• INSTRUCTIONS:
1. Using the book description, answer each question briefly.
(a) What is the name of the restaurant, and in which city is it located?
(b) How many pages does Forkish devote to how pizza works before presenting a recipe?
(c) When are the "Saturday doughs" mixed, and when are they baked?
2. Translate this sentence from the book description into Spanish: "Most recipes require advance planning for dough fermentation, but the actual hands-on time is modest."
3. Print the passage of the book description from "The book includes" to "attention to detail.".

• PAGE TEXT:
****

The Elements of Pizza

Ken Forkish

Pages

256

Year

2016

Difficulty

Easy

Themes

pizza dough, home baking, Neapolitan style, fermentation

Ken Forkish spent years perfecting pizza at his Portland restaurant Ken’s Artisan Pizza before distilling everything he learned into this focused, methodical guide. The Elements of Pizza breaks pizza making into its core components: flour, water, salt, yeast, time, temperature, and technique. Each element gets careful attention, and by the end you understand not just what to do, but why each step matters.

Why Start Here

Many pizza books try to cover every regional style and end up as encyclopedias that leave beginners unsure where to begin. Forkish takes the opposite approach. He spends the first hundred pages teaching you how pizza works before presenting a single recipe. You learn about flour protein content, why hydration percentage changes your crust texture, how fermentation time develops flavor, and what happens when dough hits a hot surface.

This foundation-first approach means that when you do start making pizza, you understand the principles well enough to troubleshoot problems and adapt. If your crust is too dense, you know it is a hydration or fermentation issue. If it lacks flavor, you know to extend your cold rise. This kind of understanding is what separates a cook who follows recipes from one who can improvise.

The book includes more than a dozen dough recipes, ranging from same-day “Saturday doughs” that you mix in the morning and bake that evening, to levain doughs built on naturally fermented starter. Forkish also covers gluten-free options. The recipes are designed for a standard home oven, though he includes guidance for those with outdoor pizza ovens as well.

What to Expect

A 256-page cookbook that reads partly like a baking textbook and partly like a recipe collection. The tone is warm but precise. Expect to learn about ingredients and technique before you get to the recipes. The photography is excellent and the instructions are detailed without being fussy. Most recipes require advance planning for dough fermentation, but the actual hands-on time is modest. This is a book that rewards patience and attention to detail.

****

• DATASET:
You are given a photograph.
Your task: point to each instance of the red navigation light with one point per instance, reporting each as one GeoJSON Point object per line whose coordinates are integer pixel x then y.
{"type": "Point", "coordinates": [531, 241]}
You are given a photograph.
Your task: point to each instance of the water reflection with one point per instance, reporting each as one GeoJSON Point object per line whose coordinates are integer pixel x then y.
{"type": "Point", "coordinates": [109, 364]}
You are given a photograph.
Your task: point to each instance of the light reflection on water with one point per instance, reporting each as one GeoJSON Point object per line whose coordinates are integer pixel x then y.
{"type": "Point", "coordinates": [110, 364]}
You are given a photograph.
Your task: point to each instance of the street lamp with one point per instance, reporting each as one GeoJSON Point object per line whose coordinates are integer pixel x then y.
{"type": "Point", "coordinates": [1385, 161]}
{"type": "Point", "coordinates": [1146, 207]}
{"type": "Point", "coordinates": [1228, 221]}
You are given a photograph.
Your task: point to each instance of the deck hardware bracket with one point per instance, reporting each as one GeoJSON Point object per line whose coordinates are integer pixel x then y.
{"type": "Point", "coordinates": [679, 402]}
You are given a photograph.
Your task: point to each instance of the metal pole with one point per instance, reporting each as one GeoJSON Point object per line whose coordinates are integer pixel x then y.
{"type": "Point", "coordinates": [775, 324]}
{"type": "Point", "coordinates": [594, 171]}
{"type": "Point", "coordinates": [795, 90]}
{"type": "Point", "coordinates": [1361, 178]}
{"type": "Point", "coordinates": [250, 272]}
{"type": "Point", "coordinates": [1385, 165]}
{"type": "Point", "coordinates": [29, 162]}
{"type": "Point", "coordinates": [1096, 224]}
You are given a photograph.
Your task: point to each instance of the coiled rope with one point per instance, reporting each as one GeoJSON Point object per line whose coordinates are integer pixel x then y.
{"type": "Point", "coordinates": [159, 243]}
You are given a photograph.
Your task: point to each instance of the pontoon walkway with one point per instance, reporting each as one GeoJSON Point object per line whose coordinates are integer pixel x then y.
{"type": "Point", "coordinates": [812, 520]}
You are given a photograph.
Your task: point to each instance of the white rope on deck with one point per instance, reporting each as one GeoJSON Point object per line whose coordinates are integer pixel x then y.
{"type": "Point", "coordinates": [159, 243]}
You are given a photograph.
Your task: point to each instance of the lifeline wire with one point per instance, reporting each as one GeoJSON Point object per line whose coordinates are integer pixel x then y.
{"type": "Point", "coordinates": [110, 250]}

****

• ANSWER SET:
1.
(a) Ken's Artisan Pizza, in Portland.
(b) The first hundred pages.
(c) They are mixed in the morning and baked that evening.

2. La mayoría de las recetas requieren una planificación anticipada para la fermentación de la masa, pero el tiempo real de trabajo manual es modesto.

3.
The book includes more than a dozen dough recipes, ranging from same-day “Saturday doughs” that you mix in the morning and bake that evening, to levain doughs built on naturally fermented starter. Forkish also covers gluten-free options. The recipes are designed for a standard home oven, though he includes guidance for those with outdoor pizza ovens as well.

What to Expect

A 256-page cookbook that reads partly like a baking textbook and partly like a recipe collection. The tone is warm but precise. Expect to learn about ingredients and technique before you get to the recipes. The photography is excellent and the instructions are detailed without being fussy. Most recipes require advance planning for dough fermentation, but the actual hands-on time is modest. This is a book that rewards patience and attention to detail.